**Exercise details**
Would you repeat every line of the material exactly?
Content starts
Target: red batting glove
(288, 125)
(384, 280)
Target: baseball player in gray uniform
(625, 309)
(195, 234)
Content ends
**Solution for this exercise**
Target: red batting glove
(288, 125)
(384, 280)
Target: baseball player in gray uniform
(625, 309)
(195, 234)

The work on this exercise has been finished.